Photo-based point labeling data
--- Start ---

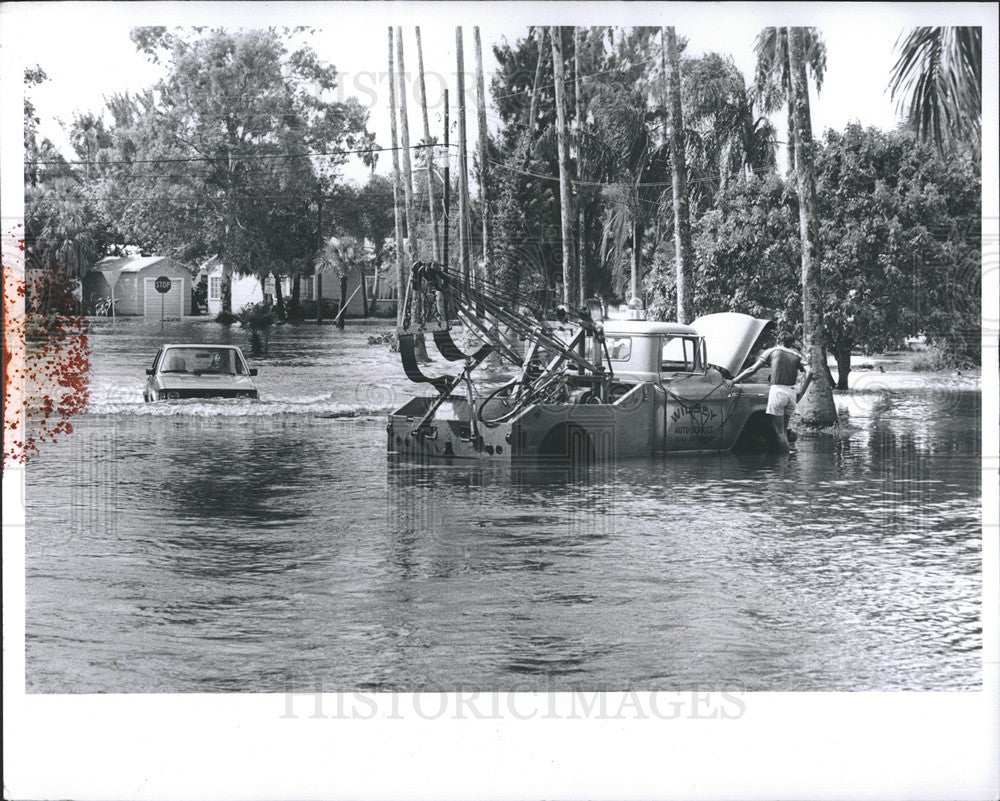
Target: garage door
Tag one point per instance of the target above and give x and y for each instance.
(173, 301)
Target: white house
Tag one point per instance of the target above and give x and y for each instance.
(247, 289)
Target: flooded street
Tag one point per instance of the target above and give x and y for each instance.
(204, 546)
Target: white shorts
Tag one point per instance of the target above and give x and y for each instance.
(781, 400)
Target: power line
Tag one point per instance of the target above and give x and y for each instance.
(252, 157)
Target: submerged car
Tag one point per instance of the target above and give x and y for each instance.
(199, 371)
(670, 392)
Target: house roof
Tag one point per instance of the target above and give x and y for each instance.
(128, 264)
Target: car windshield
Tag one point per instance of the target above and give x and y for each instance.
(679, 355)
(202, 361)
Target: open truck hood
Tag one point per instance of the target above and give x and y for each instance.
(730, 337)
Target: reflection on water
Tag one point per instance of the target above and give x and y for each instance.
(193, 553)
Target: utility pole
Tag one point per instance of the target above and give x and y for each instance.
(447, 181)
(430, 148)
(564, 188)
(678, 169)
(463, 165)
(396, 191)
(411, 220)
(319, 250)
(484, 168)
(581, 231)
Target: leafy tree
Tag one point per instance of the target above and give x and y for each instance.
(221, 161)
(901, 243)
(899, 233)
(726, 138)
(63, 236)
(938, 79)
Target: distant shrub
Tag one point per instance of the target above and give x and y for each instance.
(382, 338)
(257, 318)
(934, 358)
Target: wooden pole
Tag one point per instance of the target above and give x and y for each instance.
(581, 233)
(463, 165)
(447, 182)
(564, 187)
(319, 250)
(396, 190)
(410, 217)
(484, 166)
(429, 146)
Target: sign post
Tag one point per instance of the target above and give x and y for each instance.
(162, 285)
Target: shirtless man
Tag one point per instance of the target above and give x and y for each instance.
(786, 364)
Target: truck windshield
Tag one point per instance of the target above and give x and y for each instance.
(680, 355)
(202, 361)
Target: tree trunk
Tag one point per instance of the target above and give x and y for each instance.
(817, 407)
(295, 302)
(227, 290)
(484, 166)
(678, 163)
(636, 259)
(278, 295)
(430, 150)
(410, 219)
(397, 191)
(342, 311)
(791, 138)
(843, 357)
(565, 203)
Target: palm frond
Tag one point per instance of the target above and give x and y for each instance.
(937, 82)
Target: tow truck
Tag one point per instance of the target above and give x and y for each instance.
(583, 388)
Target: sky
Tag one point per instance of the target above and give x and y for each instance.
(86, 51)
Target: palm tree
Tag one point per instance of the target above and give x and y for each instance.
(817, 407)
(678, 171)
(772, 81)
(938, 79)
(726, 137)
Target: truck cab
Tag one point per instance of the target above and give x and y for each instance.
(641, 351)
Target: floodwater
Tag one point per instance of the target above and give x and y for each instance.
(238, 546)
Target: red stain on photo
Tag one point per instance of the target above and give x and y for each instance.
(46, 354)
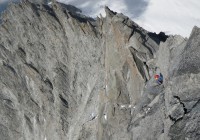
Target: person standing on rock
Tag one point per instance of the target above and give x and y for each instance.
(159, 78)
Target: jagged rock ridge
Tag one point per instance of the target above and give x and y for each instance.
(67, 76)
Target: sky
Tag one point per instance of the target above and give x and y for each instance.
(169, 16)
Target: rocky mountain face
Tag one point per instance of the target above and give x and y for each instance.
(64, 76)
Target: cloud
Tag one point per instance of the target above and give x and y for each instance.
(171, 16)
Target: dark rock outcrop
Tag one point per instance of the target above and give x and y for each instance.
(67, 76)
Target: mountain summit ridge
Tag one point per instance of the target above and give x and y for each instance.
(67, 76)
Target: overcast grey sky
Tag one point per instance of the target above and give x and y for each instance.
(170, 16)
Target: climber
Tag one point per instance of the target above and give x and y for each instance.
(159, 78)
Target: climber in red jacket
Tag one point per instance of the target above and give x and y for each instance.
(159, 78)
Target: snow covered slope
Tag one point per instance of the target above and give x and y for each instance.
(171, 16)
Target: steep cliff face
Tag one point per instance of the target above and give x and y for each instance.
(66, 76)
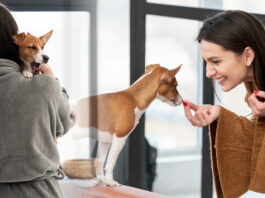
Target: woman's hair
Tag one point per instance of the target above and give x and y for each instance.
(8, 28)
(234, 31)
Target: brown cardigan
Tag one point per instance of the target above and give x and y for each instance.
(238, 153)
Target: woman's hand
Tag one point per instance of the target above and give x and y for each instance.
(204, 114)
(257, 107)
(46, 69)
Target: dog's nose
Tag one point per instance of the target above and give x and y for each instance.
(45, 58)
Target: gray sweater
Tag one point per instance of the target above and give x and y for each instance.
(32, 112)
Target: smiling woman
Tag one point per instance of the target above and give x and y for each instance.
(232, 44)
(227, 67)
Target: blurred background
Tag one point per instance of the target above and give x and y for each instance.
(90, 52)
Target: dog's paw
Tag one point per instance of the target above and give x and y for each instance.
(111, 182)
(27, 74)
(101, 178)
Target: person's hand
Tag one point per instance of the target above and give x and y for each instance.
(46, 69)
(257, 107)
(204, 114)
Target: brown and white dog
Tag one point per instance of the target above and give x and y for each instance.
(31, 51)
(113, 116)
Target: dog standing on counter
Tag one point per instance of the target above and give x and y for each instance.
(113, 116)
(31, 51)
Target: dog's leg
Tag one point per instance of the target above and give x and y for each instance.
(116, 147)
(27, 71)
(102, 151)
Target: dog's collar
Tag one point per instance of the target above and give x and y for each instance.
(36, 70)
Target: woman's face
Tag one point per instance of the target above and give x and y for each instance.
(227, 67)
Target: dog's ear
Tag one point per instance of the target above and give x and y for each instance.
(173, 72)
(46, 37)
(17, 38)
(166, 77)
(149, 68)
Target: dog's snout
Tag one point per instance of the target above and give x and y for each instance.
(45, 58)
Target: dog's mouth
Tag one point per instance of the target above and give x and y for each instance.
(35, 65)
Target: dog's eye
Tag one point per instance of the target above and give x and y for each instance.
(32, 47)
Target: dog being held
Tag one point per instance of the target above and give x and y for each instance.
(113, 116)
(31, 51)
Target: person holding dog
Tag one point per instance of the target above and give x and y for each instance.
(233, 45)
(33, 112)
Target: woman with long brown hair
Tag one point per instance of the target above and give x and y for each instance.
(233, 45)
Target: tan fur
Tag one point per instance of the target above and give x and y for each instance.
(30, 45)
(114, 112)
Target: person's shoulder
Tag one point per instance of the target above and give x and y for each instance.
(46, 83)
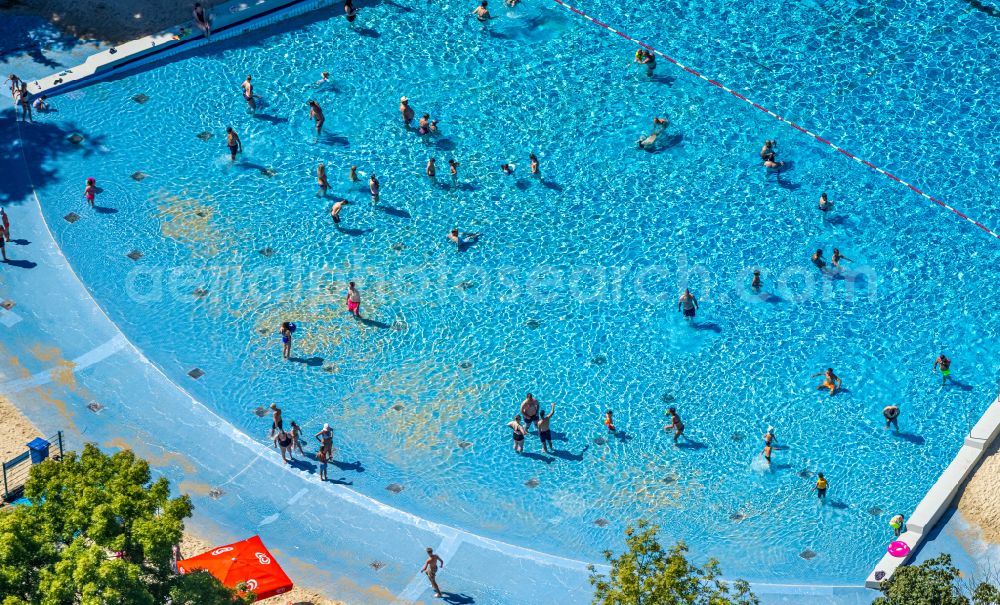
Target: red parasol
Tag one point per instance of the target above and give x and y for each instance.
(247, 561)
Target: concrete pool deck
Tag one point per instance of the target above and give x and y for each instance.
(62, 354)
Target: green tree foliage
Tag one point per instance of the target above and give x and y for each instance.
(646, 574)
(934, 582)
(99, 531)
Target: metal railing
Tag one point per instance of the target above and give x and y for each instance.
(17, 469)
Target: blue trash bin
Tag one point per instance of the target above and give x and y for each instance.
(39, 449)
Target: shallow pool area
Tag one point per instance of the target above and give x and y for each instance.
(571, 292)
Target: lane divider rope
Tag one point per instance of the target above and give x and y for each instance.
(777, 117)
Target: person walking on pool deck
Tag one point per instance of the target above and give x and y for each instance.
(276, 423)
(830, 381)
(891, 413)
(201, 20)
(519, 432)
(233, 142)
(688, 303)
(5, 224)
(945, 364)
(529, 409)
(353, 300)
(297, 438)
(430, 568)
(284, 441)
(821, 485)
(544, 434)
(325, 438)
(286, 331)
(675, 424)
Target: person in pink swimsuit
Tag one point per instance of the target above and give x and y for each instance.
(353, 300)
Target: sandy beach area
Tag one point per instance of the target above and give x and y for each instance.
(112, 21)
(979, 500)
(15, 431)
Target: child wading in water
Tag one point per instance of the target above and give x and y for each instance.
(287, 329)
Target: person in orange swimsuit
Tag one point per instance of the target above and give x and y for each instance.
(830, 381)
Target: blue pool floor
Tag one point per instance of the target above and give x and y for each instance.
(325, 535)
(61, 354)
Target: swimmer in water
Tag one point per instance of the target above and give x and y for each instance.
(896, 523)
(544, 434)
(353, 300)
(649, 60)
(286, 339)
(463, 239)
(481, 12)
(772, 163)
(529, 408)
(817, 259)
(374, 186)
(315, 113)
(335, 211)
(688, 304)
(519, 432)
(768, 149)
(830, 381)
(90, 191)
(321, 180)
(249, 95)
(837, 257)
(659, 125)
(945, 364)
(406, 111)
(675, 424)
(824, 203)
(821, 485)
(233, 142)
(891, 415)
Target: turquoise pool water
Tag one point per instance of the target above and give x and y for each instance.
(571, 292)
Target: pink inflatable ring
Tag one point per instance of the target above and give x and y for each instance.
(899, 549)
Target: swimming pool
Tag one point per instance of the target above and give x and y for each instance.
(571, 294)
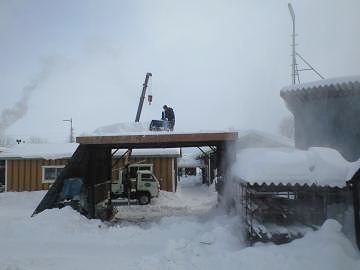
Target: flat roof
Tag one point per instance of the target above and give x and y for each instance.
(53, 151)
(157, 140)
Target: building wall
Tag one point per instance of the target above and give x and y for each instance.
(26, 174)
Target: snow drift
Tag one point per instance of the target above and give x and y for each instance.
(318, 165)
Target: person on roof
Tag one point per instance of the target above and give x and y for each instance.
(169, 115)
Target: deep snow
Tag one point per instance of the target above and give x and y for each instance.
(317, 165)
(63, 239)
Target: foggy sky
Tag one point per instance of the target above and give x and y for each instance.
(219, 64)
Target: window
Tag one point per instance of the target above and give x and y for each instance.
(142, 167)
(50, 173)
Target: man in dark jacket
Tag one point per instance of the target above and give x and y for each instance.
(169, 115)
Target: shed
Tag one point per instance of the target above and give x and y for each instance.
(274, 186)
(30, 167)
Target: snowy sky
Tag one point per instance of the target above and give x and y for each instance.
(219, 64)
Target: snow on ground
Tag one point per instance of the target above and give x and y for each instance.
(63, 239)
(191, 198)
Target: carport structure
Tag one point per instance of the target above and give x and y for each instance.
(92, 161)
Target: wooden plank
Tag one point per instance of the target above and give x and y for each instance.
(10, 175)
(21, 186)
(143, 140)
(32, 177)
(27, 173)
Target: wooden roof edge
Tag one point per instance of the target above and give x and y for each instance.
(158, 138)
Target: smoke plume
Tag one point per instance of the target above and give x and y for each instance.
(10, 115)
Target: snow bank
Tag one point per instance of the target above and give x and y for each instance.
(318, 165)
(62, 239)
(323, 83)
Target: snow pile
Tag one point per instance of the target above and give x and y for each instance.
(318, 165)
(323, 83)
(63, 239)
(41, 150)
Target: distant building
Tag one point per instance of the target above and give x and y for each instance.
(327, 114)
(30, 167)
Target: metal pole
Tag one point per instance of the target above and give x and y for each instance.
(71, 130)
(142, 97)
(293, 66)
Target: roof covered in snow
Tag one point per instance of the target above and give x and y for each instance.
(330, 87)
(257, 138)
(66, 150)
(2, 149)
(320, 166)
(189, 162)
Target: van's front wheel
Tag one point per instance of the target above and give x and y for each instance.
(144, 198)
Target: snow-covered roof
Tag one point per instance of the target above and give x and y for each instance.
(272, 140)
(44, 151)
(2, 149)
(318, 165)
(66, 150)
(152, 152)
(189, 162)
(140, 128)
(340, 81)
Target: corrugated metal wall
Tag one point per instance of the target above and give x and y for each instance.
(26, 174)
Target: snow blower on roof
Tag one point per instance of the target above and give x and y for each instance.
(167, 121)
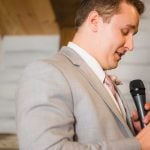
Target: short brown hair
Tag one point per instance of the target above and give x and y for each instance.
(106, 8)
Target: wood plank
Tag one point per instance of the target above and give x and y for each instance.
(19, 17)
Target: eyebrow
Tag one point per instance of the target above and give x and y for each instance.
(133, 27)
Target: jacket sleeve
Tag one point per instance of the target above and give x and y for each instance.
(45, 119)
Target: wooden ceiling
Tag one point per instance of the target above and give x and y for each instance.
(26, 17)
(65, 11)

--- End ---

§ WRITTEN PROBLEM
The required output is the lines from the one containing "Target: smoke plume" through the end of the records above, reproduced exactly, with no pictures.

§ ANSWER TO THE TASK
Target: smoke plume
Tag one point per instance of the target above and give x and y for each instance.
(10, 115)
Target: snow bank
Tag one point per instance of the target above and give x and y for each instance.
(318, 165)
(62, 239)
(323, 83)
Target: snow pile
Tag one point per instance of the target above and give x and y for each instance.
(318, 165)
(323, 83)
(63, 239)
(41, 150)
Target: distant building
Tag one point per instance of the target above and give x and y for each instance.
(327, 114)
(30, 167)
Target: metal pole
Tag one point per instance of the target above and give x and y for each instance.
(71, 130)
(142, 97)
(293, 66)
Target: roof covered in snow
Tag one point per instance of the target above and give x and y for each instance.
(330, 87)
(257, 138)
(66, 150)
(2, 149)
(320, 166)
(189, 162)
Target: van's front wheel
Tag one point per instance of the target above and give x and y for each instance.
(144, 198)
Target: snow-covered roof
Tag one point per instance of the target above and give x and y for each instance.
(272, 140)
(44, 151)
(2, 149)
(318, 165)
(66, 150)
(152, 152)
(189, 162)
(140, 128)
(340, 81)
Target: corrugated metal wall
Tag one point per instance of the target above and give x and y for each instance.
(26, 174)
Target: snow blower on roof
Tag one point per instance of the target above and give x and y for each instance.
(167, 121)
Target: short brown hair
Tag one point per instance of the target above and give x and y for each instance.
(106, 8)
Target: wood plank
Tag one point per instance of the target above and give x and y for each instance.
(19, 17)
Target: eyebrow
Tag one point per instance of the target above and give x and y for each instance.
(133, 27)
Target: jacket sleeve
Tag one point per instance of the target above and give x and y for each instance.
(45, 119)
Target: wooden ceiling
Tag one point per instance of the target above and give x and y for each instance.
(26, 17)
(65, 11)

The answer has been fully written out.